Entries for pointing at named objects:
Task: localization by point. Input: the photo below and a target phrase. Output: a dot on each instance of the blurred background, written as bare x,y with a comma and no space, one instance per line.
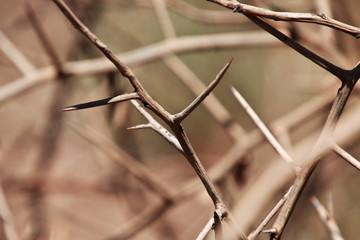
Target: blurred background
73,175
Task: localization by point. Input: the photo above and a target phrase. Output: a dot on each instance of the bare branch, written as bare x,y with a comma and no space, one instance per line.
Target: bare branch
49,49
274,143
135,57
123,69
345,155
253,235
208,227
326,219
119,98
164,18
157,127
321,19
184,113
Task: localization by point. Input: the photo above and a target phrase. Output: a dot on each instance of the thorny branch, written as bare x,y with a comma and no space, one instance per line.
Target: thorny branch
173,121
347,77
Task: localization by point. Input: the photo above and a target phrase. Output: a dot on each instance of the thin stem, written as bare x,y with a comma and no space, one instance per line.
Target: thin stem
184,113
265,131
335,70
157,127
208,227
326,219
253,235
49,49
119,98
345,155
289,16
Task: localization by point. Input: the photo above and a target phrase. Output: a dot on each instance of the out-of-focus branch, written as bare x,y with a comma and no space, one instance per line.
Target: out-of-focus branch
326,219
345,155
7,218
49,49
120,156
14,54
135,57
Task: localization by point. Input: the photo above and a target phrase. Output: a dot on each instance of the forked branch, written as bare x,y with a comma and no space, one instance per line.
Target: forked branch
171,120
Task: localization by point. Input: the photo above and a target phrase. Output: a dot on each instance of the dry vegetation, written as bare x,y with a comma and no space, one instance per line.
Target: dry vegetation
262,103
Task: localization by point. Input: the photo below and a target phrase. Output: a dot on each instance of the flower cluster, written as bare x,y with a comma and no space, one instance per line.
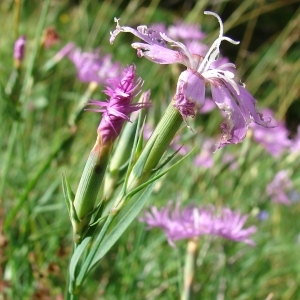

WRITTEN EXERCISE: Please copy everything from the line containing "of the forked" down to the end of the records, leaving out any pictures.

TASK OUTPUT:
Task: localization by point. Input: the photo above and a target phrase. Output: a dot on each instance of the forked branch, written as bare x,y with a comma and no space, one instance per line.
Target: forked branch
171,120
Task: localization by point. Input: the photo above and a target phrase. Output: a dot on each instance of the dry vegetation, written as bare x,y with a comma and no space, one instance per line.
Target: dry vegetation
262,103
Task: localization by point. Input: the photo below and a target phrase. Output: a dot on each instance of the flower cluster, written as bare x,y with a comma and no space, one instance per line.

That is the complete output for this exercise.